• **Blok Teks**:
· · · · ·

INVESTIGASI AIRASIA

Cerita Pilot Garuda yang Lolos Jebakan Maut Kumulonimbus

Basuki Rahmat N | CNN Indonesia
Rabu, 21 Jan 2015 16:47 WIB
Rozaq mengatakan pada saat pesawat berada di awan Cb membuat pesawat terempas ke atas secara tiba-tiba dan dengan kecepatan yang tinggi dan tak terkontrol.
Potongan bagian ekor pesawat AirAsia QZ8501 saat ditarik ke atas kapal Crest Onyx, setelah berhasil diangkat dari dasar laut dengan menggunakan
Jakarta, CNN Indonesia -- Dugaan penyebab jatuhnya AirAsia QZ8501 disebutkan oleh Menteri Perhubungan Ignasius Jonan saat rapat dengan Komisi V DPR. Jonan menyebut pesawat nahas tersebut saat berada pada ketinggian 32 ribu kaki naik dengan kecepatan tinggi yang tak wajar bagi pesawat komersial, sebelum jatuh cepat ke laut.

Pilot senior Garuda Indonesia, Kapten pilot Abdul Rozaq, yang pada 16 Januari 2002 melakukan pendaratan darurat Garuda Indonesia GA421 di Sungai Bengawan Solo, menuturkan pengalamannya.

Rozaq menceritakan pesawat yang dipilotinya dalam posisi hendak turun dan berada pada ketinggian 31 ribu kaki. Saat itu pesawatnya berhadapan dengan awan Kumulonimbus (Cb) besar. “Awan Cb itu isinya campur-campur, ada es, air, angin sangat kencang yang akhirnya menyebabkan matinya (mesin) pesawat saya,” ujar Rozaq saat dihubungi CNN Indonesia, Rabu (21/1).

· · · · ·

• **Ketentuan Tugas A**: Menurut artikel tentang pilot Garuda, di sungai mana Abdul Rozaq mendaratkan darurat Garuda Indonesia GA421?
Entri di bawah ini tidak berkaitan dengan artikel di atas.

• **Masukan Tugas**:
· · · · ·

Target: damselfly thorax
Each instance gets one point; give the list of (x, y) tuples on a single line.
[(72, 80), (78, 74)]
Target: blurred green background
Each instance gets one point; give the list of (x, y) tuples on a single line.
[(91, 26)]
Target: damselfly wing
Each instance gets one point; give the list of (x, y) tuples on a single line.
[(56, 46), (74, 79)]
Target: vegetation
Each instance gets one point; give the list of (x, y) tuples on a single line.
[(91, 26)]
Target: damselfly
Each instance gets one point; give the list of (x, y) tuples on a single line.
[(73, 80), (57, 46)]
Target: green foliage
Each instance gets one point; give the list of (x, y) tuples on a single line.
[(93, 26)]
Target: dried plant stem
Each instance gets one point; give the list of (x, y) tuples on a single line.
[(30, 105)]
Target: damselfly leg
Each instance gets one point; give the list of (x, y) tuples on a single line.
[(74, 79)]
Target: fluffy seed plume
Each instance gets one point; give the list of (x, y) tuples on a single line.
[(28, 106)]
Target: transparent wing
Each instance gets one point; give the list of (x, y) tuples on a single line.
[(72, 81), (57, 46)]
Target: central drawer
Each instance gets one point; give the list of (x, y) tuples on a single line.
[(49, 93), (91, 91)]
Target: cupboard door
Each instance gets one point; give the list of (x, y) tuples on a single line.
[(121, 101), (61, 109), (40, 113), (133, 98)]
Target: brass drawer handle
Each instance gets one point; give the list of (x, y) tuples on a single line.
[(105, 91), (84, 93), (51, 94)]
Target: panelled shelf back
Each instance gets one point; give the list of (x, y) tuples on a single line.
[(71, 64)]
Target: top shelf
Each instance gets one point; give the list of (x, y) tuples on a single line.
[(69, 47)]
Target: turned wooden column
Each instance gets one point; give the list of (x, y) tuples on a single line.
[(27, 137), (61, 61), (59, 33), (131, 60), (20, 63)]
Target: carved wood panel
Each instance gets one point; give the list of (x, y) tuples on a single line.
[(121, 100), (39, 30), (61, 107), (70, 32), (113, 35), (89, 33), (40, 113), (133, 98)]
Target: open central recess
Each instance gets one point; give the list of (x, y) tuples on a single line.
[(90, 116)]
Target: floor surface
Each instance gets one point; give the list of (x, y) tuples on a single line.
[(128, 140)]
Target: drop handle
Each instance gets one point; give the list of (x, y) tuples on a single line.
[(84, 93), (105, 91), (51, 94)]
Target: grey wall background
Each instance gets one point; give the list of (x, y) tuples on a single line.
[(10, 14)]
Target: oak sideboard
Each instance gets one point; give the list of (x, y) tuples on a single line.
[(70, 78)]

· · · · ·

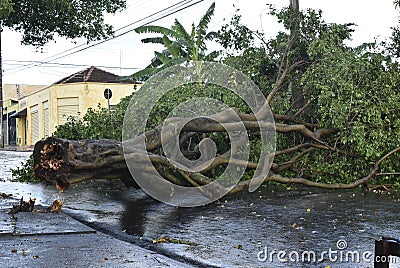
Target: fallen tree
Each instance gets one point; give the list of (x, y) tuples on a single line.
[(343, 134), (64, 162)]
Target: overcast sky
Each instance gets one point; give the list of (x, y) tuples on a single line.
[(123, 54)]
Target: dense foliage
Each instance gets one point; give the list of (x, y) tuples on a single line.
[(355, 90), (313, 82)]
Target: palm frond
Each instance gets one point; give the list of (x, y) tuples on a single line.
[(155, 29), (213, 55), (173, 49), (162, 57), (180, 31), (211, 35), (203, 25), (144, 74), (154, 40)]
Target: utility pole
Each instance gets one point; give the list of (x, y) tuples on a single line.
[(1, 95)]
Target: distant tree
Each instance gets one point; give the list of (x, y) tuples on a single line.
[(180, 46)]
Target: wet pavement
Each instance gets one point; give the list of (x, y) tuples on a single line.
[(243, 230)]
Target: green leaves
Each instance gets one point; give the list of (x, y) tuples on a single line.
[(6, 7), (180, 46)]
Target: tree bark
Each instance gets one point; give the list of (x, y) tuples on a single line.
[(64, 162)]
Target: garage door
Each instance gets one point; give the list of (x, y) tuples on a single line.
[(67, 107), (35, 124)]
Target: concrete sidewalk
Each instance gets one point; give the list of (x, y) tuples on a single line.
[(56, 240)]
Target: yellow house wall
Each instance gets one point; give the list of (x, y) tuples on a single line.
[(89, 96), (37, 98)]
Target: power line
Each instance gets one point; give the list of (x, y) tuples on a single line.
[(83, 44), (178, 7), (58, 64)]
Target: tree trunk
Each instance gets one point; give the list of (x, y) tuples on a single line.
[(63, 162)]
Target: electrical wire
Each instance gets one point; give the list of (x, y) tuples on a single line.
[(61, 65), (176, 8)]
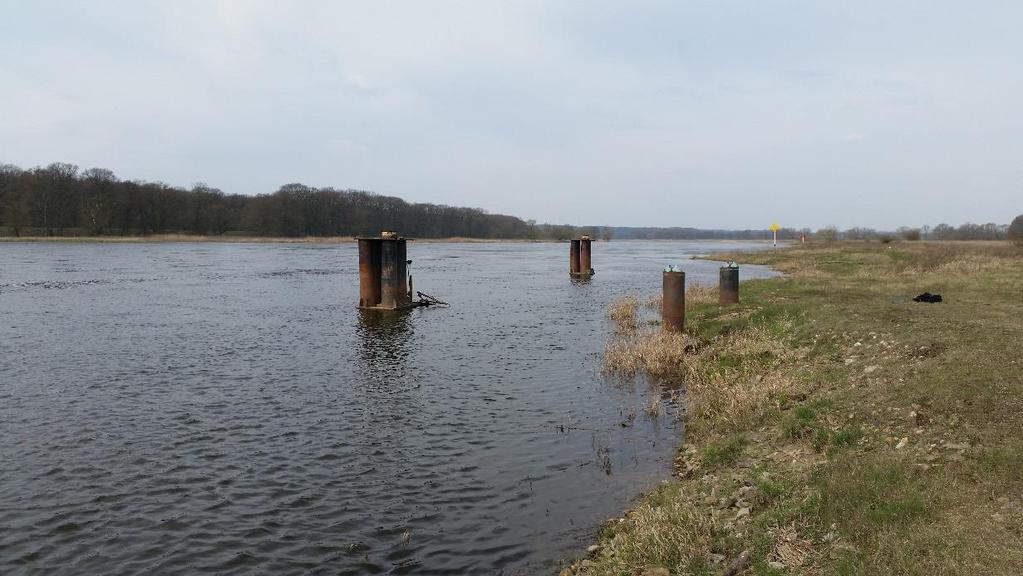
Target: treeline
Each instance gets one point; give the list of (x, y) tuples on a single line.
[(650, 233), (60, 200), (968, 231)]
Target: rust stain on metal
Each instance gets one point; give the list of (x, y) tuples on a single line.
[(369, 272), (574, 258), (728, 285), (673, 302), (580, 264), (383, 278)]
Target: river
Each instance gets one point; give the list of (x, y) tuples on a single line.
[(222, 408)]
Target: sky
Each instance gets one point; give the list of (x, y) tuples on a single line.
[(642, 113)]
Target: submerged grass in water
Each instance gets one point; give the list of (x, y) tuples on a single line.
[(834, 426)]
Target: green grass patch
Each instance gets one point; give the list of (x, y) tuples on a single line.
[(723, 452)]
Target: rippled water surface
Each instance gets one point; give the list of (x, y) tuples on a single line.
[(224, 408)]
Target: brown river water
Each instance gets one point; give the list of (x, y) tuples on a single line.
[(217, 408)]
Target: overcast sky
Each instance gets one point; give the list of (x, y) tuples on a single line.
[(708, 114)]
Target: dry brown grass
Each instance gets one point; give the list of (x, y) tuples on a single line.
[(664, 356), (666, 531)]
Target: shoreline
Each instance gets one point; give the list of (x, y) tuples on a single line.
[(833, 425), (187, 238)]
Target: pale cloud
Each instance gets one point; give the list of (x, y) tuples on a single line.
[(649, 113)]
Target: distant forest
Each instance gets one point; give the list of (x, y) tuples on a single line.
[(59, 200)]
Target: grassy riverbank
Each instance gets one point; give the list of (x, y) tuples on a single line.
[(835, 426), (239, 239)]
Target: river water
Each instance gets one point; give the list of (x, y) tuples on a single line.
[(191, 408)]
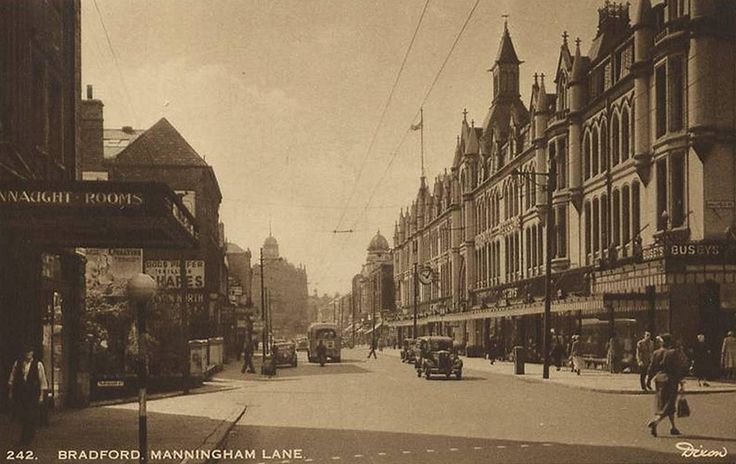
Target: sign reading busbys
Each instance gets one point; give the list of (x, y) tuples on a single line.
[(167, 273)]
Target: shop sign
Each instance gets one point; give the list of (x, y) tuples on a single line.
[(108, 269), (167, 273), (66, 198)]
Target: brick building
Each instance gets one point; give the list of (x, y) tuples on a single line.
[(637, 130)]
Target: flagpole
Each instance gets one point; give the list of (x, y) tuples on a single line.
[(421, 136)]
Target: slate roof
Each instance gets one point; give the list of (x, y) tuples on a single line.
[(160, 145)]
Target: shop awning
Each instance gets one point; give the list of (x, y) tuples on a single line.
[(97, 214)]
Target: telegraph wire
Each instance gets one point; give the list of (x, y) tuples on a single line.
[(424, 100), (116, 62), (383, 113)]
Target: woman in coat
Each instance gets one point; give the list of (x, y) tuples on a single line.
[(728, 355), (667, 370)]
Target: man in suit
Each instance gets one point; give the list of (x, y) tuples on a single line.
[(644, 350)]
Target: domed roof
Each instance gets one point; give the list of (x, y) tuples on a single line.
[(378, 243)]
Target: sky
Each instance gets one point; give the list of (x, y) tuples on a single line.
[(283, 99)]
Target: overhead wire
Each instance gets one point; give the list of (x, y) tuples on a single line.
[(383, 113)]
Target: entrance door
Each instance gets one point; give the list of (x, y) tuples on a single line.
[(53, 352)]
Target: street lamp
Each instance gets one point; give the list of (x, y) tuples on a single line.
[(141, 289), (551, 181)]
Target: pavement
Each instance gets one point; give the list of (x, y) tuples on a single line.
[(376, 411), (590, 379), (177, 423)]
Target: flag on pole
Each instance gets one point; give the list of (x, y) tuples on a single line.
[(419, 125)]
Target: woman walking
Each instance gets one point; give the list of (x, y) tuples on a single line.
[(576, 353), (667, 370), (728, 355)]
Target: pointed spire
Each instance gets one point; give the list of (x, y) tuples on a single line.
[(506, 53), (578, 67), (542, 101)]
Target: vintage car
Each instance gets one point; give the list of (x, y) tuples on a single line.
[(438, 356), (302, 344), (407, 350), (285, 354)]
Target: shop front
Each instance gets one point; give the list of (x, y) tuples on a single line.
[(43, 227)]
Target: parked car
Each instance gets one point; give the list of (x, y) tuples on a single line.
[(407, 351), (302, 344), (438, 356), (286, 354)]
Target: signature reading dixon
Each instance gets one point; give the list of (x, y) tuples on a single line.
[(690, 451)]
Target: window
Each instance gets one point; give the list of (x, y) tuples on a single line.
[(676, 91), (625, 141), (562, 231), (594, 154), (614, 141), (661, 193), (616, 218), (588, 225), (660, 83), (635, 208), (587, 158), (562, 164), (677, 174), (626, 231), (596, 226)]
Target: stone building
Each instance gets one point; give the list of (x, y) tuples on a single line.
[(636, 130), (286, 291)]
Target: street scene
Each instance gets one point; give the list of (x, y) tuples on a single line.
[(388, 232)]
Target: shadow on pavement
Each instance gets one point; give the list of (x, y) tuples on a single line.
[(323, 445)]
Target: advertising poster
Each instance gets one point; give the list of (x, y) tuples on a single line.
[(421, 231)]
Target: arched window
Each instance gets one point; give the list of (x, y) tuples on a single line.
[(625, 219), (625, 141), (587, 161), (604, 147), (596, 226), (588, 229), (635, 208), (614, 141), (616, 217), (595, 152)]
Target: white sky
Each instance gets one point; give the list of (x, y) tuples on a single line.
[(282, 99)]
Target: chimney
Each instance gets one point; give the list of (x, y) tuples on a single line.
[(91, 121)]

· · · · ·

• **Ketentuan Tugas B**: Skalakan entri dari baris yang memuat "Target: damselfly thorax" sampai baris yang memuat "[(105, 91), (84, 93), (51, 94)]", kedua baris itu termasuk. Tulis ulang semua baris tersebut beserta permintaannya, dengan setiap koordinat pada jawaban dikalikan 0,3 lalu dibulatkan ke bilangan bulat (nilai setengah dibulatkan ke atas).

• **Keluaran Lengkap A**: Di Sungai Bengawan Solo.

• **Keluaran Lengkap B**:
Target: damselfly thorax
Each instance gets one point; give the list of (x, y) tuples on a single line.
[(22, 24), (23, 22)]
Target: blurred green background
Each instance gets one point; give the list of (x, y) tuples on a single line.
[(27, 8)]
Target: damselfly wing
Each instance gets one point; give the list of (x, y) tuples on a single line.
[(17, 14), (22, 24)]
Target: vegetation
Each instance gets one point; give the list of (x, y) tuples on a single line.
[(27, 8)]
Target: damselfly
Each instance gets one point; give the list of (x, y) tuples on a single line.
[(22, 24), (17, 14)]
Target: green foliage
Each instance gets one point; give the list of (x, y) tuples on a single line.
[(28, 8)]
Target: dried plant stem
Each instance gets one point; give the list of (x, y) tuples on a single line.
[(9, 32)]
Target: damselfly leg
Each instance gets one point; give the list of (x, y) tuples on a single line.
[(22, 24)]
Target: fluffy seed plume
Each instance gets one point; give the list of (x, y) tuples on a single line.
[(8, 32)]
Target: transparent wing
Each instance gets one point; give the list of (x, y) tuples on a single line.
[(22, 24), (17, 14)]
Target: central drawer
Each instance gets one point; give the list of (x, y) tuples on a single line.
[(15, 28), (27, 27)]
Target: cupboard door
Each instance gets one point; give the list of (x, y) tuples on a single line.
[(36, 30), (18, 33), (12, 34), (40, 29)]
Target: brass drawer handle
Each instance gets one point; give the list of (x, y) tuples on a single line.
[(32, 27), (25, 28), (15, 28)]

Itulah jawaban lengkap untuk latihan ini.